Task to carry out :: Beginning at the line containing "Record the location of each instance of the blue" and continuing to the end of the records below, give each line again exactly as it stands, and only those lines.

-*-

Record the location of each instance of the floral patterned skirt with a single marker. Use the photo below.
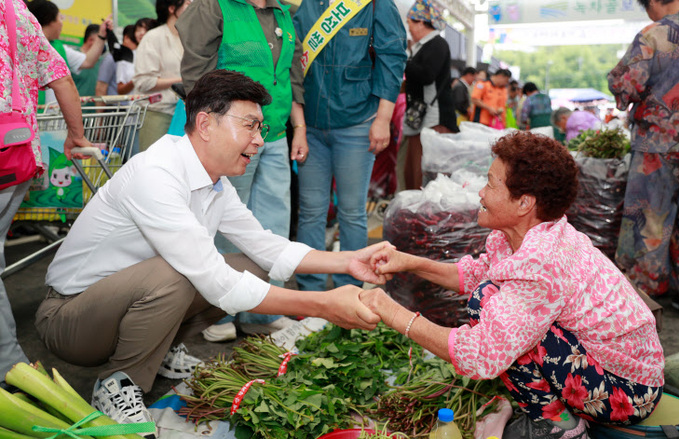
(558, 374)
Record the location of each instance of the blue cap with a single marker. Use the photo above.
(446, 415)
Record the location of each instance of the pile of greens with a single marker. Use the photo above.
(601, 144)
(341, 378)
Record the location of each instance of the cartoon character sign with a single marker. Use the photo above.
(61, 173)
(60, 186)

-*-

Output ::
Record the location of each instance of the blue cap with a single marker. Use the photo above.
(446, 415)
Record the location of each instance of the pile of greens with a single marker. Use the photo above.
(601, 144)
(341, 378)
Record the location of each instance of the cartoon character sign with a single marker. Use the photo above.
(61, 173)
(60, 186)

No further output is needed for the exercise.